Problem description:
Return every line from the records below that has the word "tree".

Free-text object descriptions:
════
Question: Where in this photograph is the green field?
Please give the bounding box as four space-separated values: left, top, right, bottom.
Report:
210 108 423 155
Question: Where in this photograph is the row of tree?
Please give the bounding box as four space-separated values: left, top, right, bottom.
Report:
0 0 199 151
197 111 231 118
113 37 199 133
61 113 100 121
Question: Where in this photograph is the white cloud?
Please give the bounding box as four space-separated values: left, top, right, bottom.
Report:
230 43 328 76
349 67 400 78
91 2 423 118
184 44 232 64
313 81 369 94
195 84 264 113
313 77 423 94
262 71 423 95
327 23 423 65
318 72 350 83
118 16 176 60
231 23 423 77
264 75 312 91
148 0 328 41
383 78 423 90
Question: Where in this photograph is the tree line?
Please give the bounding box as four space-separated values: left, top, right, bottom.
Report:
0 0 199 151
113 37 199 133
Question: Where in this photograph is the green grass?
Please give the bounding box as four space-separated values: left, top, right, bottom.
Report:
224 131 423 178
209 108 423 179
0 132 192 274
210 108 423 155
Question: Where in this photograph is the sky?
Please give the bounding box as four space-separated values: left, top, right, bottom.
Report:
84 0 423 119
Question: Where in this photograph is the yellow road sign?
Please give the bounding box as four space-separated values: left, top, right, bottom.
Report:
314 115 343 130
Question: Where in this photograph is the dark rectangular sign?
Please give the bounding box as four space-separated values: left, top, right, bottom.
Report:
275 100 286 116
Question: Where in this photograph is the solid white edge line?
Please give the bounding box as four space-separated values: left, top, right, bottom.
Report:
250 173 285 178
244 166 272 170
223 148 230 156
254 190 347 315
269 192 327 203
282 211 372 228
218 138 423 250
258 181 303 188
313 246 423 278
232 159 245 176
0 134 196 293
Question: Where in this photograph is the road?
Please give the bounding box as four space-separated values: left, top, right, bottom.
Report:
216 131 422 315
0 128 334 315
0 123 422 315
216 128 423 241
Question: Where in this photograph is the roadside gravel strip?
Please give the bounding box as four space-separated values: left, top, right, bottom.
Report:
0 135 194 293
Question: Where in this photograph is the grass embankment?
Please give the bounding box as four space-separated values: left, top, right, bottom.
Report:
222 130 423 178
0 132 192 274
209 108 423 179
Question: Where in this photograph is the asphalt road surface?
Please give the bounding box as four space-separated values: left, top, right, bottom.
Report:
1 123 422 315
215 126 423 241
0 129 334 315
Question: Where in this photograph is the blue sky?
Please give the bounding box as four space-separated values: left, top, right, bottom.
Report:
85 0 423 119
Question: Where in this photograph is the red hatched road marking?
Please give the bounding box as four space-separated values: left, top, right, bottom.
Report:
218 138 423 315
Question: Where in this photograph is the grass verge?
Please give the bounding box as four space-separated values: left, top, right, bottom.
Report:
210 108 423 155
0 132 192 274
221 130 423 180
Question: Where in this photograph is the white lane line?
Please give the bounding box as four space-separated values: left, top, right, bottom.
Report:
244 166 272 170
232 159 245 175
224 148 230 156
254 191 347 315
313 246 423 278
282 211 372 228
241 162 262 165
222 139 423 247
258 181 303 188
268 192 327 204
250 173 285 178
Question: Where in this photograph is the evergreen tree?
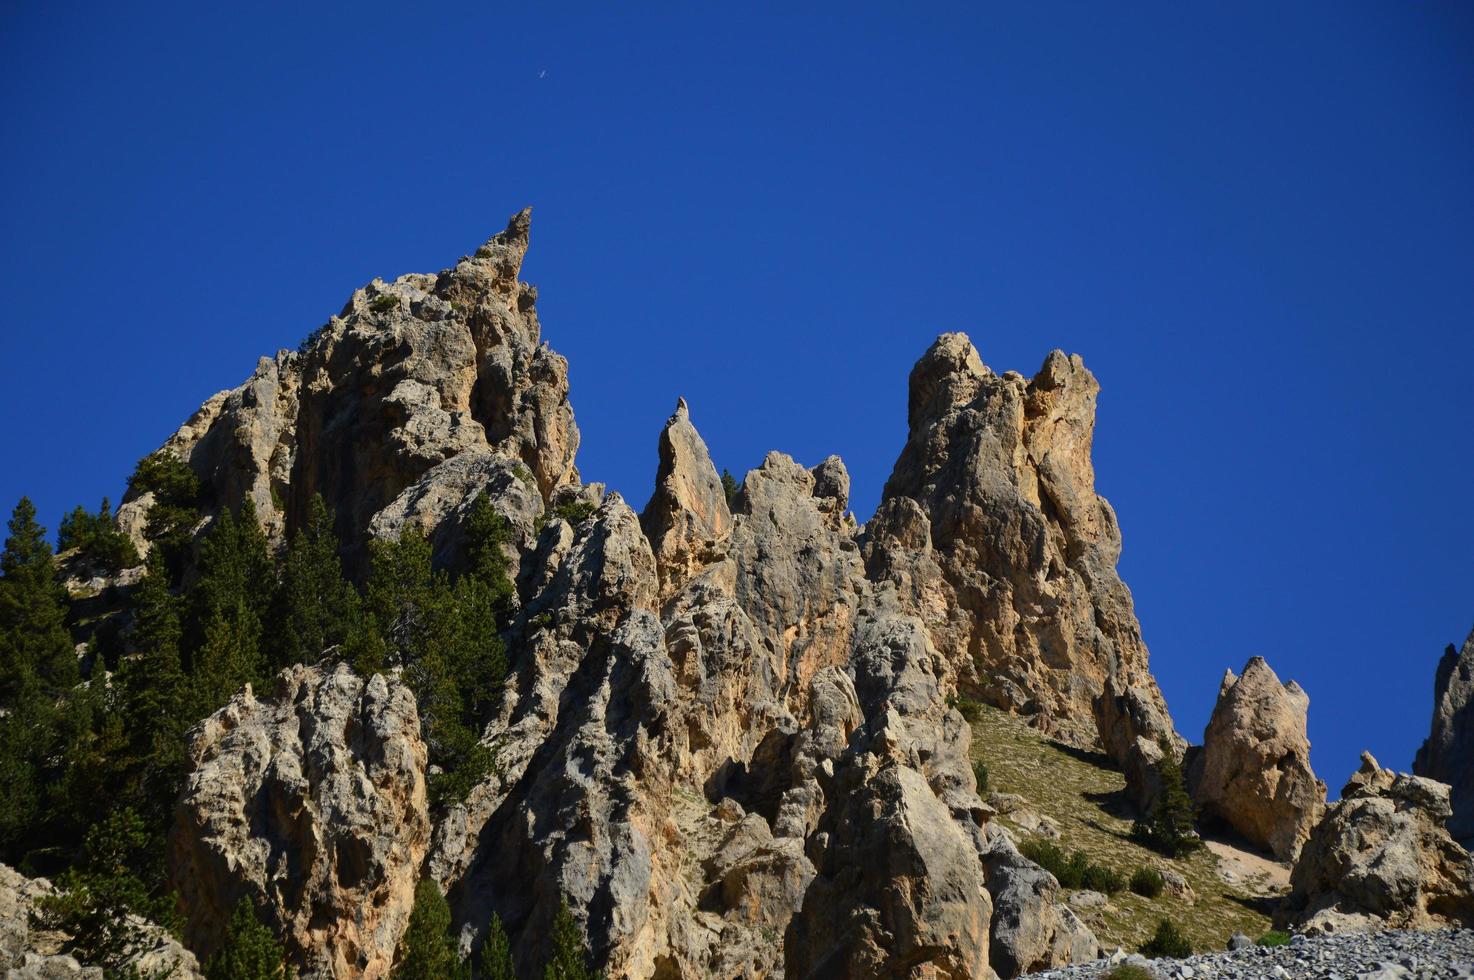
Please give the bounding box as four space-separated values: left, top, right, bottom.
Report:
0 498 86 866
205 897 290 980
394 878 467 980
1132 740 1200 857
268 495 365 670
478 913 515 980
57 498 138 572
127 451 202 580
37 808 177 973
543 900 598 980
364 529 507 805
185 502 273 716
720 468 741 511
0 497 77 702
461 491 514 615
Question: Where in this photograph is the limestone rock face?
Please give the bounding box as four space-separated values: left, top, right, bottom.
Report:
878 333 1178 770
1415 625 1474 846
1279 752 1474 934
140 221 1132 977
120 209 578 571
170 664 430 979
1189 657 1326 860
118 350 300 554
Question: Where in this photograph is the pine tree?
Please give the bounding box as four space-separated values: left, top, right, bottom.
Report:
0 498 83 865
37 808 177 972
205 897 289 980
185 502 273 716
111 548 192 828
127 452 202 580
394 878 467 979
1132 740 1200 857
478 912 515 980
543 900 598 980
364 529 507 805
57 497 138 572
0 497 77 703
268 494 364 671
720 468 741 510
462 491 514 615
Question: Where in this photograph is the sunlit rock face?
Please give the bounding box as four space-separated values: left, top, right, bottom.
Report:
155 218 1174 978
1189 656 1326 861
1280 752 1474 935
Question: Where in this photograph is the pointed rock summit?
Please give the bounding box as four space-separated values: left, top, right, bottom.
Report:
640 397 732 596
879 331 1178 774
118 209 578 572
1189 656 1326 860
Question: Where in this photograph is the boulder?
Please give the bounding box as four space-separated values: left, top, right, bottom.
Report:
170 663 430 979
1189 657 1326 860
1414 624 1474 846
1279 752 1474 933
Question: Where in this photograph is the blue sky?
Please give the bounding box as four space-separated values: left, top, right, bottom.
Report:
2 3 1471 791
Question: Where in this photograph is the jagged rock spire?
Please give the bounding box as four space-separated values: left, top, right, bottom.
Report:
640 397 731 596
1414 624 1474 844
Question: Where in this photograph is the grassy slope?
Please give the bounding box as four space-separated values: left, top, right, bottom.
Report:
970 706 1282 956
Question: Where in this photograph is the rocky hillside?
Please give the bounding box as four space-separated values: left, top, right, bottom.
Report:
2 211 1471 979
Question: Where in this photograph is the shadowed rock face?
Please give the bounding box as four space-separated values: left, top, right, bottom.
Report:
1189 657 1326 860
1280 752 1474 935
1415 625 1474 846
155 221 1154 978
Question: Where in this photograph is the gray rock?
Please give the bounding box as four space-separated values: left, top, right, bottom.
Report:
1415 625 1474 846
1280 752 1474 934
170 663 429 978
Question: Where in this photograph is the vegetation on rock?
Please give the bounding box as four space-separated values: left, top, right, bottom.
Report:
1132 741 1201 857
394 878 466 979
205 897 290 980
58 497 139 571
1140 918 1193 959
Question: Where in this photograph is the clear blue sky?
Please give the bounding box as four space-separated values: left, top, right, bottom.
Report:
3 3 1471 792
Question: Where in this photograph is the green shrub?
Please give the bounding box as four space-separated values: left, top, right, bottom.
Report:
1102 966 1154 980
1257 930 1292 947
204 897 289 980
1140 918 1192 959
369 293 399 313
972 758 989 794
1082 863 1125 894
394 878 465 978
949 694 983 723
537 498 597 531
1018 839 1123 894
1129 867 1165 898
545 899 598 980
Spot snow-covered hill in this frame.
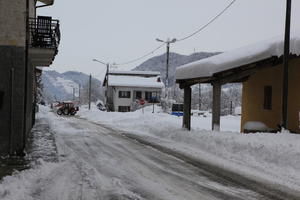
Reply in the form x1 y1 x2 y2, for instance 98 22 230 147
41 71 102 102
133 52 220 86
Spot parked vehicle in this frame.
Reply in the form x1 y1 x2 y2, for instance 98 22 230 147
96 101 106 111
55 102 79 116
171 103 184 117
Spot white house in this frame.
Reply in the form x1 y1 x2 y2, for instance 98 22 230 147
103 71 164 112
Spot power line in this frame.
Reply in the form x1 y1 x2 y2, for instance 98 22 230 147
177 0 236 42
110 0 236 66
113 43 165 66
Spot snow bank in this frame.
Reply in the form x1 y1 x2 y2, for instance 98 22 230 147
79 106 300 191
176 30 300 80
0 160 60 200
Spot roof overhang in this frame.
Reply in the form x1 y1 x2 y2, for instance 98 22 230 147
176 56 283 88
175 31 300 88
37 0 54 6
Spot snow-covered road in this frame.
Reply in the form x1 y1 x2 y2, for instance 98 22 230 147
1 109 298 200
56 117 266 200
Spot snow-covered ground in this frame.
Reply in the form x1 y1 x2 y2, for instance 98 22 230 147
0 106 275 200
1 105 300 199
79 105 300 192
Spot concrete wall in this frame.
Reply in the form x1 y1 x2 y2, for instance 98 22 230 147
241 57 300 133
0 0 38 156
0 46 26 155
0 0 26 46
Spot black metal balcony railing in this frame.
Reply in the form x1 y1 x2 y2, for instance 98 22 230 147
29 16 60 53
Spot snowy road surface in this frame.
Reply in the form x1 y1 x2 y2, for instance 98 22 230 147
0 111 295 200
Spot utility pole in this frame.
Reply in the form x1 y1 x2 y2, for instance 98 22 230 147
78 83 81 105
156 38 177 89
88 74 92 110
166 42 170 88
92 59 111 110
106 63 109 105
198 83 201 110
282 0 292 129
72 88 75 101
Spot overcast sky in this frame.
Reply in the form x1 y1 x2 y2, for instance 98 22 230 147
40 0 300 79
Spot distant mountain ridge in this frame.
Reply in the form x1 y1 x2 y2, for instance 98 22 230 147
41 70 101 102
133 52 220 86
════
Exercise response:
Question: Where in this photograph is the row of tree?
Question: Where in this photograph is the tree line?
Question: Where in this photograph is the evergreen tree?
Question: Where in this photograph is the pine tree?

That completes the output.